Task prompt: Drop the pictures from the entries below, then reproduce the rest exactly.

(Records contained in a dataset)
§

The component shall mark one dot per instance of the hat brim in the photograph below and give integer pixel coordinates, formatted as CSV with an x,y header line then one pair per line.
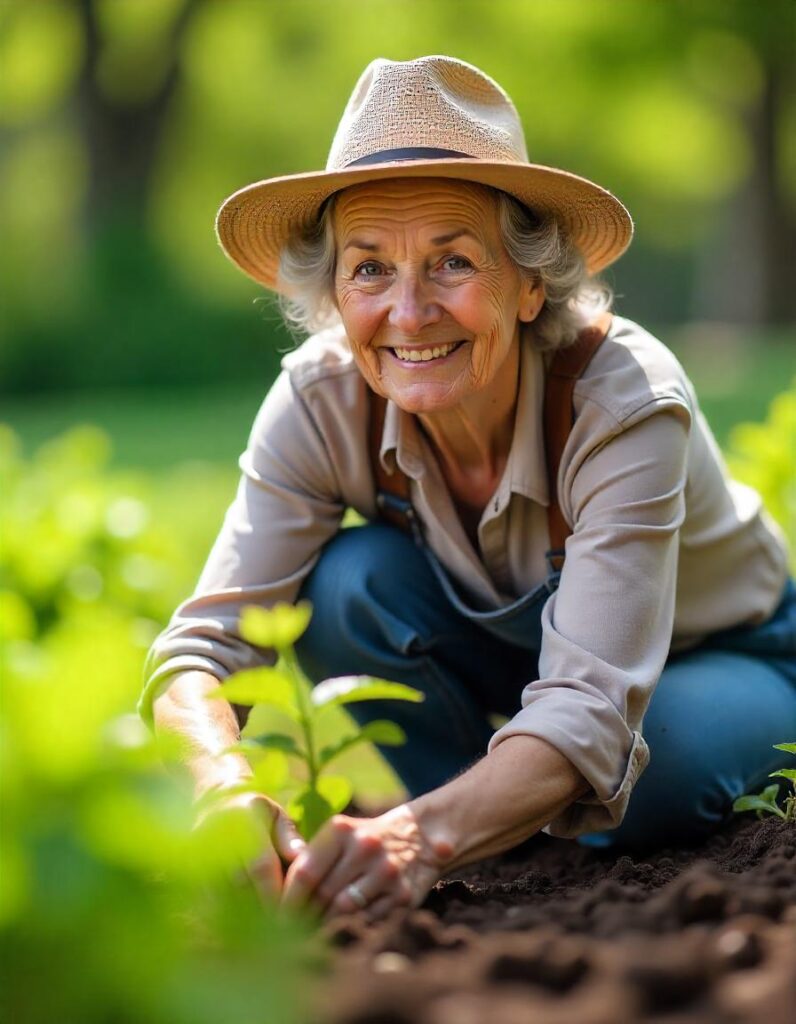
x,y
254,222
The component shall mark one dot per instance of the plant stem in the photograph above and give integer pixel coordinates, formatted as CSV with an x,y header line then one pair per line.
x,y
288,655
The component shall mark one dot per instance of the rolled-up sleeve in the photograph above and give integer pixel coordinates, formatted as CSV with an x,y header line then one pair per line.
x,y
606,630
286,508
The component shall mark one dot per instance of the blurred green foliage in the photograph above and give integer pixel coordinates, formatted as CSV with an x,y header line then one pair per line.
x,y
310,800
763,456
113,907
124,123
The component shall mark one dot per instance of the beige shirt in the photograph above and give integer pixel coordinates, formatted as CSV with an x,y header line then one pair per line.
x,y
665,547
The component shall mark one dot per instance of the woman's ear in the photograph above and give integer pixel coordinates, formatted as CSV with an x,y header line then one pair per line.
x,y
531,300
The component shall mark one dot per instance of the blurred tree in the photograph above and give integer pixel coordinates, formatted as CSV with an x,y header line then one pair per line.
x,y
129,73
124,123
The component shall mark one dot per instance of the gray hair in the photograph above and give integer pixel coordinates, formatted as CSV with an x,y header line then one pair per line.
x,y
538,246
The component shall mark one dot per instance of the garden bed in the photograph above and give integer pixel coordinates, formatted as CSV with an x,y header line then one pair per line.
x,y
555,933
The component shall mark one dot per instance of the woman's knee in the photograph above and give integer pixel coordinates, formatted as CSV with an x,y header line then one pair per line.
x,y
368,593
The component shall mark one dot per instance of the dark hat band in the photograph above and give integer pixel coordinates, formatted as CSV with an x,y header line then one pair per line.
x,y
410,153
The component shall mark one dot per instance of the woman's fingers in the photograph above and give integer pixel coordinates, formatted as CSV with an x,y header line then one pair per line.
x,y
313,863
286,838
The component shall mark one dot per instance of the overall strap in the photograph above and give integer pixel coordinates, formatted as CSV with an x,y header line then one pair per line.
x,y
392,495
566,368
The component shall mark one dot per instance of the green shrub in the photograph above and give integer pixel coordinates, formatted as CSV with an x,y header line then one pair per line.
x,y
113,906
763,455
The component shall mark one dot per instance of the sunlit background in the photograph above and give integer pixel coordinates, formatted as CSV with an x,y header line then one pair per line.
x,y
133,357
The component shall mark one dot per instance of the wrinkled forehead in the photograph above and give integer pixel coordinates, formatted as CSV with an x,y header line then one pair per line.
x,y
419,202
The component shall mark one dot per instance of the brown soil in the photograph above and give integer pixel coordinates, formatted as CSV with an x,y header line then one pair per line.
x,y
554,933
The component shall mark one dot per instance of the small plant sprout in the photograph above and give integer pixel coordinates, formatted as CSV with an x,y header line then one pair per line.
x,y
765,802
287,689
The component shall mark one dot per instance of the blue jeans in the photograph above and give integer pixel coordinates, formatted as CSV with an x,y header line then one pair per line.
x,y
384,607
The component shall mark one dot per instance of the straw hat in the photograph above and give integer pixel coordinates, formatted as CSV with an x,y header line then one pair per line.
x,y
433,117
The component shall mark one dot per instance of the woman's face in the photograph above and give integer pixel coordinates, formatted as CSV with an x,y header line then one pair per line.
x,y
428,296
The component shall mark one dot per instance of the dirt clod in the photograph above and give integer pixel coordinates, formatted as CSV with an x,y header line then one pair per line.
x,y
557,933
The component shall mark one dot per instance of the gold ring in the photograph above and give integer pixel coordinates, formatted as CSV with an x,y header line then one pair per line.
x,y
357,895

§

The answer:
The component shall mark one dot per instance of the hat brim in the photograph below and give integer pixel coordinates, formatted as CSV with an x,y header line then one pair per line.
x,y
254,222
The component shall mark one dot per instance of the plant stem in the photograph above and give integer pixel coordinates, formatted as CSV with an x,y header line then one pair per line.
x,y
288,655
The component shall mark one dot per instance of the rolled-up sleeve in the photograph above and give integer pixel coordinates, formatted as CSV with an x,y header line then one pair per line.
x,y
606,630
286,508
The component shall mark one dot per instance of the blurred green foliage in the photograph above and give integer pixel coordinates, formatted as CSV with an x,y header line then one pair per line.
x,y
310,800
763,456
113,907
124,123
The component shall mark one dot per instance of the beige shirt in the photograph above and give integer pixel coordinates, formatted as CSV with an x,y header line then one pair per line.
x,y
665,547
The component shall mark one dot per instance of the woman's ear in the photograph above and give integer pixel coordinates, formatted as CSV with an x,y header line then one pair per line.
x,y
531,300
The component shall mark one dot per instance of the blurred tree in the photograph above and give integer pixel coordinates, formatted as CSV with an x,y header line then one pair per line.
x,y
129,73
124,123
The component shall mark one dot per instance of the gray hair in the photograph above and give integer pixel coordinates, formatted as CSV with an x,y header line then one pair per line.
x,y
538,246
The component shall mark one dot per instance of the garden bed in the photograph above and give integer pixel coordinates, formatted as CSV with an x,y header line then one pair per line.
x,y
555,933
The component shall mark one dot per instance of the woman's knee in the photograph above and give integer pixel coordinates, formatted as CSV with an x,y header line then one pair per line.
x,y
368,593
The component shall mark one dot per instance of the dark hat band in the photograph above and give integer pixel coordinates, formatted as CSV with an x,y header line then one pair per line.
x,y
410,153
The component shall mark one dot per instance of the woman's fingers in the photograph above and give integer pixel coordinates, formatted as CSV with an x,y header line then one pair per line.
x,y
313,863
286,838
The component shall mark one dot per instance of the overall strap in the photograph above and give integer pixel coordinates, formatted as CSV with an x,y header line then one pair per line.
x,y
392,495
566,368
The component shall mark one dot per instance of the green shrub in the photograph above and give integer pixel coordinates, formatted as CSV with an x,y header line then one pair per line.
x,y
113,906
763,455
The component shall mark one dot per instance of the sunlit background in the photograph above and give integer pixel coordinates, formatted as CSV with an x,y header line then one pair per line.
x,y
133,357
The component shall mark one dot per instance of the wrinkled forehead in the photograph above and give integer pixel coordinates, formatted as CSV with an x,y header line then one pair per line.
x,y
419,202
The component shall mark one dot per instance of the brown soil in the photograph above and give integer pixel coordinates, formatted as CSV with an x,y header line then one pair per line.
x,y
554,933
The component shall mark one dot per instance of the small plant sprout in the photograph above and give integer pixel coordinates, formatted as CSV with an x,y header line then one pair per line.
x,y
765,802
287,689
The component shall mark one dot per instance of the blue jeans in the photograph above and give integer pixel coordinates, formatted as CSV with an x,y header line then one pair per line.
x,y
384,607
The component shall mark one dot per instance of the straw hat in the photograph above and give integer pixel coordinates, formatted as CSV with an x,y header line then one pair per line.
x,y
433,117
The component shall mark one dot per instance of the woman's face in the photograph above and give integer pixel coordinates, formatted as CSV with an x,y header line then one pair per line.
x,y
428,296
The component shall mark one dot per instance of the dirt clod in the photograph above and give integer pixel coordinates, formatted as CSV with an x,y header line then one pair per line.
x,y
557,933
The component shall mark one dot per instance of the gold ring in the photograph above and give integer pixel coordinates, formatted as CSV with an x,y header line then one pair per line.
x,y
357,895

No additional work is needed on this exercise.